| Document extract |
####################
But, the way back mud holes I haunt, the sharks don’t seem to make it up that far. Redfish do. I think the redfish come up in there sometimes to avoid the sharks and dolphins. Too much oyster reef and too shallow for the top of the chain predators, except for me.


----------



## jay.bush1434 (Dec 27, 2014)

When I go on a grocery run, here's my process:

land the fish and knock it on the head
cut the throat latch and pull out the gills and guts. On smaller fish, typical of what I catch on the flats, I can do this with my finger and pull the gills and guts out
bend the head back to break the spinal cord
fish goes into livewell to finish bleeding out or into the cooler. Incidentally, I keep a contractor grade thickness trash bag on my boat and will put the fish in the bag instead of directly in the cooler. That way my cooler isn't slimy and fishy smelling.
I've cleaned fish that I've bled and gutted and fish that were just tossed in cooler and I can easily see a difference in color of the fillets. The ones that were bled out were lighter colored. For fish that can have a stronger taste, like redfish, it really helps minimize some of that "fishy" flavor.
I started gutting and gilling fish when I fished offshore years ago. We always did it with tuna and I started doing with all the offshore fish we caught. I figured if it helped with offshore fish, it would help with inshore fish as well and it does. After I've cleaned and rinsed the fillets, I'll pat them dry, add a few sprinkles of salt and vacu-seal. The salt helps restore the pH balance of the fillet from the freshwater rinse. Essentially, every fish I decide to keep is handled like it will be served as sashimi. This youtube video explains both the ike jime method and why bleeding and paralyzing the fish help with keeping your catch tasting as fresh as possible: Ike Jime.
FYI: Ive tried the ike jime method a few times. It takes a fair bit of practice to get the wire down the spinal cord column and I just gave up.
####################
| Data provided |
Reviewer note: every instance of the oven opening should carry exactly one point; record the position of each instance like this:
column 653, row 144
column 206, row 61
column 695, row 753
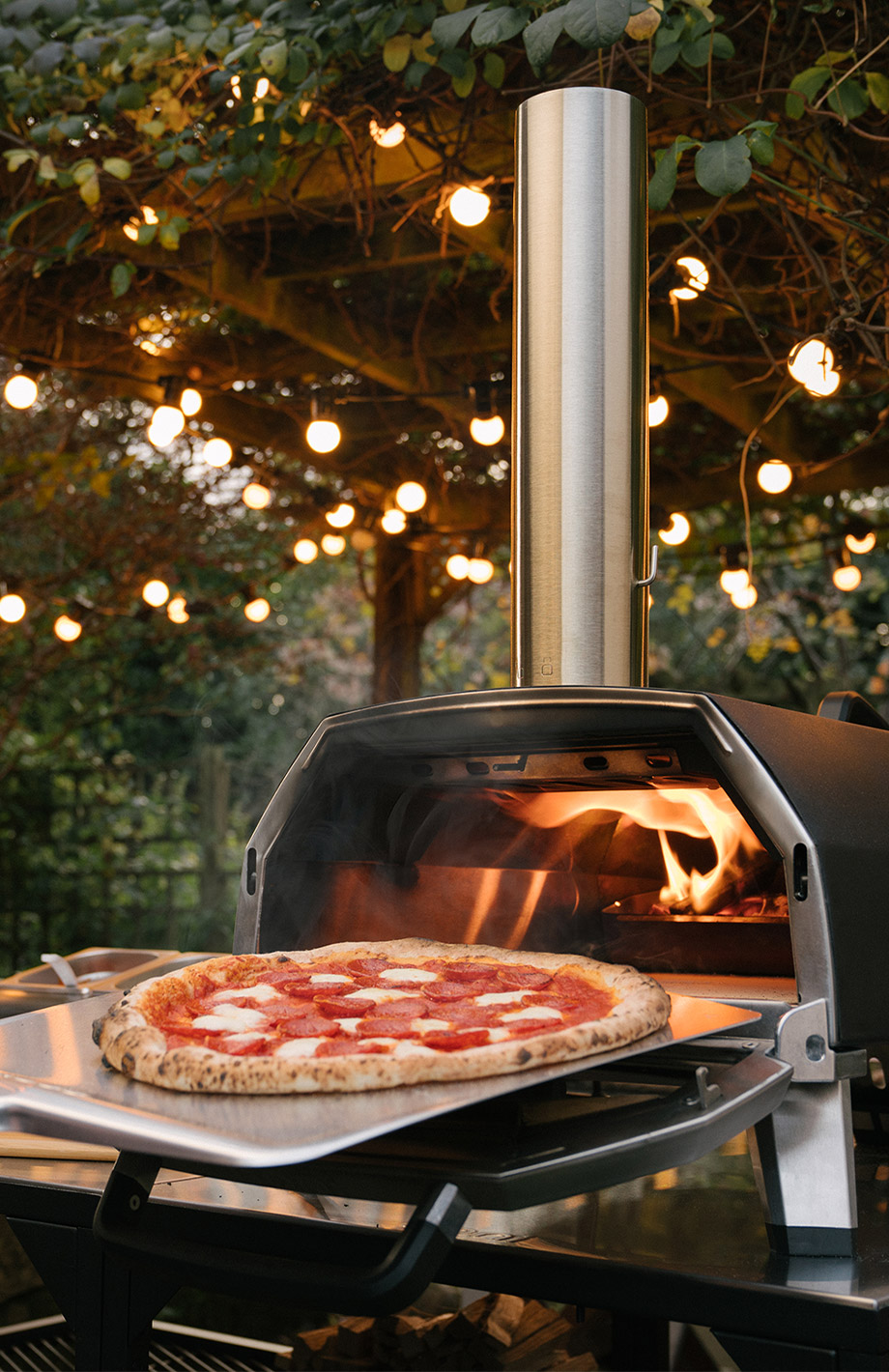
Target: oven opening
column 628, row 853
####################
| Task description |
Translate this sentence from the fishing forum thread into Spanish: "The ones that were bled out were lighter colored." The lines play no part in this exercise.

| Reply to the exercise |
Los que se desangraron tenían un color más claro.